• **INFORMATION PROVIDED**
▶
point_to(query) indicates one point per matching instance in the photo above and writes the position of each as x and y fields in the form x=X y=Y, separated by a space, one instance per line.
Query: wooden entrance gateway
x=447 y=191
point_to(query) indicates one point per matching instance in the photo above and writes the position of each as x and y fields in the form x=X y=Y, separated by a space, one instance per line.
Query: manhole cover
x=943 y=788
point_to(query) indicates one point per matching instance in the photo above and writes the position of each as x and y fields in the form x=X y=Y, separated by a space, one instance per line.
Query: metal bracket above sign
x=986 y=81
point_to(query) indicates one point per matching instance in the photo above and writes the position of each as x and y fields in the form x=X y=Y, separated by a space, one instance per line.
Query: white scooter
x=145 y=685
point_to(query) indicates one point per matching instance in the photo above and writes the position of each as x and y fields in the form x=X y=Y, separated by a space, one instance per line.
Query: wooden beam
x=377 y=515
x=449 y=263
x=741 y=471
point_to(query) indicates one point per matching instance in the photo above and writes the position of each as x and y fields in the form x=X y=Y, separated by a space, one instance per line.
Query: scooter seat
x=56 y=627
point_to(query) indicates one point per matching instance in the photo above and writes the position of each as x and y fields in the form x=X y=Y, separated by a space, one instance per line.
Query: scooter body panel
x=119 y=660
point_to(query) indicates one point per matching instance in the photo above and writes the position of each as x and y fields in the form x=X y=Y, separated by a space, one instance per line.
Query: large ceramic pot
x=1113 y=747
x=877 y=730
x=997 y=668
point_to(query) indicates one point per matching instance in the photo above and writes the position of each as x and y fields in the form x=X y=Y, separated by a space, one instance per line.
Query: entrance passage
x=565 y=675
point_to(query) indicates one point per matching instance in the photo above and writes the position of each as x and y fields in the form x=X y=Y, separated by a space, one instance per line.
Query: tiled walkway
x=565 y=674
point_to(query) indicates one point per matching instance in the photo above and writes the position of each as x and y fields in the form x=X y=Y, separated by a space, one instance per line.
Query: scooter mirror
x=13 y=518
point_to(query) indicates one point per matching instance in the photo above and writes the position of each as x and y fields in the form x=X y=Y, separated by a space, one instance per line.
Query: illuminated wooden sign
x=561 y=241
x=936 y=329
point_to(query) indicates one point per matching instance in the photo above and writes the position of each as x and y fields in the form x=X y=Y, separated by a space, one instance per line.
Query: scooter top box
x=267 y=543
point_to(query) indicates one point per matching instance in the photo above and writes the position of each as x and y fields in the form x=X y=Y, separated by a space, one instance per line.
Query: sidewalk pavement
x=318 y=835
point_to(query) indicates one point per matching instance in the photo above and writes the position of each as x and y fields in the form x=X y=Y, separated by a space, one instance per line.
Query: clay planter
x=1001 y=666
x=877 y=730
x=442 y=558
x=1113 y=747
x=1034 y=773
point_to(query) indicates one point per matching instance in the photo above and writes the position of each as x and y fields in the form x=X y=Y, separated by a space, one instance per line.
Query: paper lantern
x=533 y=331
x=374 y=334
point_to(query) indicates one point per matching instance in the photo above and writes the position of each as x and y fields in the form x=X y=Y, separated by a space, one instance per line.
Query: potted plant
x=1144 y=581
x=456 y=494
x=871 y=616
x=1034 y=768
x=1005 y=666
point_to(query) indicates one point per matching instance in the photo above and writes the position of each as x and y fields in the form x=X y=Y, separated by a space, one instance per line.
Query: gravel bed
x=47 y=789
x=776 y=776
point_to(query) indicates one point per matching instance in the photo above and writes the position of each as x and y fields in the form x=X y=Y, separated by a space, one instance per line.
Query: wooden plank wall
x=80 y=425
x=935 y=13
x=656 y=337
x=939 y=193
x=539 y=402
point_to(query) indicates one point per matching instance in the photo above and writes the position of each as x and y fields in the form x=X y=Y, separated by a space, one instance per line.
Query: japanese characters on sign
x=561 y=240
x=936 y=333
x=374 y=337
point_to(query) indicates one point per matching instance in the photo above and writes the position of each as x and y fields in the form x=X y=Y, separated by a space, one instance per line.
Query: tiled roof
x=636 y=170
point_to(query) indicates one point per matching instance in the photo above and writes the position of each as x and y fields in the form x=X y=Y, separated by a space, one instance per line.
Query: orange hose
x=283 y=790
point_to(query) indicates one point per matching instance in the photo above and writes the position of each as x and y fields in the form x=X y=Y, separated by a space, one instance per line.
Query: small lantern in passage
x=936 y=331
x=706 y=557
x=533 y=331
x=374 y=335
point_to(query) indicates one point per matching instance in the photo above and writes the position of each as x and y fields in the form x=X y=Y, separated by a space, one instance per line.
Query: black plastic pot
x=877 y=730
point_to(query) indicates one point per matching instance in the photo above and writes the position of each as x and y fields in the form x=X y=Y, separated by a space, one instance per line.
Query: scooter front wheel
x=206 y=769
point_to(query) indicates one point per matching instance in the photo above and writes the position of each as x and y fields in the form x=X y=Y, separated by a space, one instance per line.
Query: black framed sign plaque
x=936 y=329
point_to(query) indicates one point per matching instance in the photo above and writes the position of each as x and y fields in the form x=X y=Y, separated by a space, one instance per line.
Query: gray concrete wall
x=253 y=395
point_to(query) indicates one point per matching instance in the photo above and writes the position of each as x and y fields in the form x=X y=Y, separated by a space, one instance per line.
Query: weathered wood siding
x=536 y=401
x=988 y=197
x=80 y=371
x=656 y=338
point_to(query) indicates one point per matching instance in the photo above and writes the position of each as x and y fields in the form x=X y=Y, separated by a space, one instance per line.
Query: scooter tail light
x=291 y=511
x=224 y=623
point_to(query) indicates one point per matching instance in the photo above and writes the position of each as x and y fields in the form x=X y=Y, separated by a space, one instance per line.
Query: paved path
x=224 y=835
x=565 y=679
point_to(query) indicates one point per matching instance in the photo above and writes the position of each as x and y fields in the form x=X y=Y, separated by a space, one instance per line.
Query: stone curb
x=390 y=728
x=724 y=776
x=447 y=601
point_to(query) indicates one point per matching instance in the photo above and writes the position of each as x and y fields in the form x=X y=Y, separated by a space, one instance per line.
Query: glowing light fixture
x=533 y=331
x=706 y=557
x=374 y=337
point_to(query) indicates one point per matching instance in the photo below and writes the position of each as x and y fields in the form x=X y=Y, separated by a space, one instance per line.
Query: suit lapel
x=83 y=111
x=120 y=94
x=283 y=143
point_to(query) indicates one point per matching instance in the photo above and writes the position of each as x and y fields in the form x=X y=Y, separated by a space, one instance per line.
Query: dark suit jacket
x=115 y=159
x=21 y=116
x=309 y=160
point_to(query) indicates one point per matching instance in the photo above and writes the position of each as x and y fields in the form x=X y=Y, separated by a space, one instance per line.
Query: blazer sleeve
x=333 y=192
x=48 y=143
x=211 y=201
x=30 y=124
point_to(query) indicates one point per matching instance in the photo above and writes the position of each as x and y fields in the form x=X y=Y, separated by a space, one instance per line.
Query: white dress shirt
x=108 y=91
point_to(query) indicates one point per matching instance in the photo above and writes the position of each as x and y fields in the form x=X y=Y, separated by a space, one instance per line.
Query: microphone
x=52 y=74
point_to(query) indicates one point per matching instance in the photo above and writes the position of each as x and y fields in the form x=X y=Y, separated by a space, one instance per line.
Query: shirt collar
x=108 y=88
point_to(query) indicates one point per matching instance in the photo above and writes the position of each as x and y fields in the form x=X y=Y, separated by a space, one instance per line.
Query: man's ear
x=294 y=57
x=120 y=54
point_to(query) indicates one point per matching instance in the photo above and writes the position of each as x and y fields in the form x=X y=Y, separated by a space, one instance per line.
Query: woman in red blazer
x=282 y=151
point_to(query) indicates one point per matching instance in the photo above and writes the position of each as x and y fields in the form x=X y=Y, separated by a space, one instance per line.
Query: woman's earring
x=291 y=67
◀
• **DIRECTIONS FOR THIS TASK**
Type out every record above once more, exactly.

• **SOLUTION**
point_to(query) indicates one point per matching instance in the photo above and writes the position of each as x and y fields in the form x=X y=Y, separated by a space, one instance per line.
Query: wooden entrance gateway
x=447 y=191
point_to(query) indicates one point per matching instance in the photo above and writes the position of each as x and y fields in the form x=X y=Y, separated by a space, one instance per line.
Query: manhole cover
x=943 y=788
point_to(query) indicates one point per matching instance in the photo above and writes the position of each as x and y fields in the form x=X y=Y, separated by a space, one instance per line.
Query: metal bracket above sign
x=986 y=81
point_to(query) indicates one point per matching instance in the photo above and writes the position of each as x and y fields in the form x=X y=Y, separated by a space, one instance per line.
Query: white scooter
x=145 y=685
point_to(query) indicates one point per matching instance in the photo above and writes the position of each as x and y fields in the form x=X y=Y, separated by a space, one instance per line.
Query: wooden beam
x=377 y=515
x=449 y=263
x=741 y=471
point_to(query) indicates one point per matching instance in the photo above and writes the position of each as x and y fields in the form x=X y=Y, separated by a space, one instance per line.
Query: scooter seat
x=56 y=627
point_to(query) indicates one point per matching instance in the photo above and writes the position of each as x and y fields in the form x=X y=Y, separated by a space, one instance per line.
Query: scooter body panel
x=119 y=660
point_to(query) indicates one point per matching instance in the photo above and writes the position of each as x and y fields in the form x=X y=Y, separated by a space, one instance per line.
Query: large ceramic pot
x=1113 y=747
x=877 y=730
x=997 y=668
point_to(query) indicates one point per matching instance in the photo above and writes the position of each as x and y fields in the form x=X y=Y, separated by a space, one instance per line.
Query: entrance passage
x=565 y=675
point_to(query) indicates one point per matching instance in the photo above and writes the position of each as x and y fields in the form x=X y=Y, separated by a space, one instance per line.
Query: tiled walkway
x=565 y=674
point_to(query) indicates one point per matching instance in the photo above and writes the position of each as x and y fields in the form x=X y=Y, separated by a space, one instance per line.
Query: scooter mirror
x=13 y=518
point_to(query) indicates one point per matching instance in the photo above and writes the position of each as x and y fields in the form x=X y=Y, separated by a space, one instance per line.
Query: illuminated wooden sign
x=561 y=241
x=936 y=329
point_to(query) indicates one point per matching instance in the photo above and writes the position of each as x and y fields in the form x=X y=Y, separated by a space, one instance per line.
Query: scooter top box
x=267 y=543
point_to(query) indicates one point per matching instance in the photo above and writes the position of each as x and y fields in the form x=X y=Y, separated by a space, one instance per line.
Query: sidewalk pavement
x=318 y=835
point_to(query) indicates one point per matching instance in the photo above and writes the position of each as x and y fields in the form x=X y=Y, separated by a space, one instance per line.
Query: clay planter
x=1001 y=666
x=877 y=730
x=442 y=558
x=1113 y=747
x=1034 y=773
point_to(query) indicates one point per matching instance in the photo above and writes the position of each as x and y fields in the form x=X y=Y, separated by a space, one instance per line.
Query: paper lantern
x=533 y=331
x=374 y=334
point_to(query) indicates one point per matching instance in the photo above and writes the position of each as x and y fields in the form x=X y=Y, separated by a space, one instance per line.
Query: potted plant
x=1144 y=581
x=456 y=494
x=871 y=616
x=1034 y=768
x=1005 y=666
point_to(query) indicates one point per matching instance in the photo above and writes the position of each as x and y fields in the form x=X y=Y, separated by a space, one instance per line.
Query: gravel bed
x=47 y=789
x=776 y=776
point_to(query) indicates one point per matching instance in the photo above and writes the position of each as x and y fields in the form x=X y=Y, separated by a space, one instance per line.
Query: wooden plank wall
x=80 y=425
x=935 y=13
x=656 y=337
x=939 y=193
x=539 y=402
point_to(query) indicates one point per matching instance in the photo above and writes the position of each as x and y fields in the form x=X y=Y, separated by a space, one instance per line.
Query: japanese characters on sign
x=561 y=240
x=936 y=333
x=374 y=337
point_to(query) indicates one point per matching instance in the photo above and writes the position of each as x and y fields in the form x=X y=Y, separated by a space, one instance per line.
Query: tiled roof
x=636 y=170
point_to(query) indicates one point per matching instance in the photo above and writes the position of each as x and y fields in the form x=X y=Y, separated by a space, one instance per line.
Query: orange hose
x=283 y=790
point_to(query) indicates one point per matching instance in the photo above and writes the position of each as x and y fields in the form x=X y=Y, separated by a space, one instance per line.
Query: small lantern in passage
x=936 y=331
x=706 y=557
x=533 y=331
x=374 y=335
point_to(query) indicates one point per matching instance in the photo above and writes the position of each as x and y fields in the form x=X y=Y, separated by a space, one instance per line.
Query: black plastic pot
x=877 y=730
point_to(query) indicates one point per matching instance in the photo above and writes the position of each as x and y fields in the form x=X y=Y, separated by a space, one instance per line.
Query: scooter front wheel
x=206 y=769
point_to(query) indicates one point per matching instance in the photo above and writes the position of each as x and y fields in the form x=X y=Y, separated by a space, one instance per line.
Query: black framed sign plaque
x=936 y=329
point_to(query) indicates one point per matching instance in the photo above and writes the position of each as x and y fields in the form x=X y=Y, separated by a space, one instance per line.
Query: gray concrete wall
x=253 y=395
point_to(query) indicates one point per matching instance in the photo above and writes the position of each as x and y fields in the form x=X y=Y, separated by a space, one instance per line.
Query: weathered wood siding
x=536 y=401
x=988 y=197
x=80 y=371
x=656 y=338
point_to(query) indicates one point per matching instance in the photo above and writes the position of each as x and y fields in the form x=X y=Y, separated by a space, one instance per line.
Query: scooter tail light
x=291 y=511
x=224 y=623
point_to(query) indicates one point per matching instance in the photo above and writes the position of each as x and y fields in the form x=X y=Y, separated by a space, one instance per line.
Query: paved path
x=224 y=835
x=565 y=679
point_to(query) indicates one point per matching instance in the photo above and writes the position of each as x and y fields in the form x=X y=Y, separated by a space, one instance per line.
Query: stone curb
x=390 y=728
x=724 y=776
x=447 y=601
point_to(query) indicates one point per matching instance in the photo above and writes the position of each as x and y fields in the form x=X y=Y, separated by a space, one instance per line.
Query: glowing light fixture
x=533 y=331
x=706 y=557
x=374 y=337
point_to(query) indicates one point per matching instance in the photo below and writes the position of each as x and y fields in the form x=X y=Y, separated by a space, one instance per line.
Query: suit lapel
x=83 y=111
x=120 y=94
x=283 y=143
point_to(query) indicates one point per matching instance in the photo above and writes the position of each as x and y fields in the form x=X y=Y, separated by a space, one instance per line.
Query: dark suit jacket
x=115 y=159
x=21 y=116
x=309 y=160
point_to(query) indicates one point per matching instance in the photo above and writes the position of each as x and y fields in the form x=X y=Y, separated by a space, one instance per line.
Query: blazer sleeve
x=333 y=192
x=48 y=143
x=211 y=201
x=30 y=124
point_to(query) indicates one point per matching instance in the photo above and writes the position of each as x and y fields in the form x=X y=Y, separated by a space, one instance per line.
Query: white dress shirt
x=108 y=91
point_to(query) indicates one point per matching instance in the photo above and writes the position of each as x and y fields in the form x=X y=Y, separated by a space, one instance per line.
Query: microphone
x=52 y=74
point_to(query) indicates one point per matching instance in the photo above and writes the position of each as x and y fields in the form x=X y=Y, separated by a space, one instance per line.
Query: shirt collar
x=108 y=88
point_to(query) indicates one point per matching instance in the photo above and writes the position of each as x and y fields in the form x=X y=Y, separated by a space, one instance per line.
Query: man's ear
x=294 y=57
x=120 y=54
point_to(query) indicates one point per matching instance in the photo above and writes the position of each as x and y fields in the form x=X y=Y, separated by a space, one instance per line.
Query: woman in red blazer
x=282 y=151
point_to(query) indicates one point per matching instance in the photo above and writes the position of each as x and y fields in the form x=X y=Y, separated by a space, one instance per line.
Query: woman's earring
x=291 y=67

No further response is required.